> _Things to do_:
**a.** Answer these from the derivative problem, one answer per line:
(i) Which option letter is given as the answer?
(ii) What is done to both sides of the equation before differentiating?
(iii) With respect to which variable are both sides differentiated?
**b.** Copy out the part of the derivative problem starting with "Taking $log$ both" and going on through "the required answer.", keeping it unchanged.

> _Document text_:
· · · ·
Question

If $y={\left(\frac{x^2}{x+1}\right)}^x$ then $\frac{dy}{dx}$ is

• A. $y[\frac{x+2}{x+1}+\log \left(\frac{x+1}{x^2}\right)]$
• B. $y[\frac{x+1}{x+2}+\log \left(\frac{x^2}{x+1}\right)]$
• C. $y[\frac{x+2}{x+1}+\log \left(\frac{x^2}{x+1}\right)]$
• D. $Noneofthese$

Answer 1

Answer: (C)

$y[\frac{x+2}{x+1}+\log \left(\frac{x^2}{x+1}\right)]$

Consider the following differential eq.

$y={\left(\frac{x^2}{x+1}\right)}^x$

Taking $log$ both side, we get .

$\log y=x\log \left(\frac{x^2}{x+1}\right)$

On differentiating both side w.r.t $x$

$\frac{1}{y}\frac{dy}{dx}=1\times \log \left(\frac{x^2}{x+1}\right)+x\left(\frac{(x+1)}{x^2}\right)\left(\frac{2x(x+1)-x^2}{{(x+1)}^2}\right)$

$\frac{1}{y}\frac{dy}{dx}=\log \left(\frac{x^2}{x+1}\right)+\frac{x+2}{x+1}$

$\frac{dy}{dx}=y(\log \left(\frac{x^2}{x+1}\right)+\frac{x+2}{x+1})$

Hence, this is the required answer.
· · · ·
> _Extracted records_:
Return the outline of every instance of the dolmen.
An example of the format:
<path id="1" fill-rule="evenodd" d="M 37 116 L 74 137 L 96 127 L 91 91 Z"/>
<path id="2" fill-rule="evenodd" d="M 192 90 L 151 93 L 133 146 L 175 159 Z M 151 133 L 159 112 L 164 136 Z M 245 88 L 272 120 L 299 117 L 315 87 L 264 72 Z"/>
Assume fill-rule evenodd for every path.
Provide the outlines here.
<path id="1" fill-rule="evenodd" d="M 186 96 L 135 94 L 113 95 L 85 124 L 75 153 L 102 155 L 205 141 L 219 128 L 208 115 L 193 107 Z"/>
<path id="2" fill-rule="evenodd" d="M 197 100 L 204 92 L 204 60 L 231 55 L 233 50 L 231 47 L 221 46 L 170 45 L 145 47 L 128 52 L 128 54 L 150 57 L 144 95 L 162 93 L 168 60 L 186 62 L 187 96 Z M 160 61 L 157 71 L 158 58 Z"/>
· · · ·
> _Per-task outputs_:
**a.**
(i) C
(ii) The log of both sides is taken.
(iii) x

**b.**
Taking $log$ both side, we get .

$\log y=x\log \left(\frac{x^2}{x+1}\right)$

On differentiating both side w.r.t $x$

$\frac{1}{y}\frac{dy}{dx}=1\times \log \left(\frac{x^2}{x+1}\right)+x\left(\frac{(x+1)}{x^2}\right)\left(\frac{2x(x+1)-x^2}{{(x+1)}^2}\right)$

$\frac{1}{y}\frac{dy}{dx}=\log \left(\frac{x^2}{x+1}\right)+\frac{x+2}{x+1}$

$\frac{dy}{dx}=y(\log \left(\frac{x^2}{x+1}\right)+\frac{x+2}{x+1})$

Hence, this is the required answer.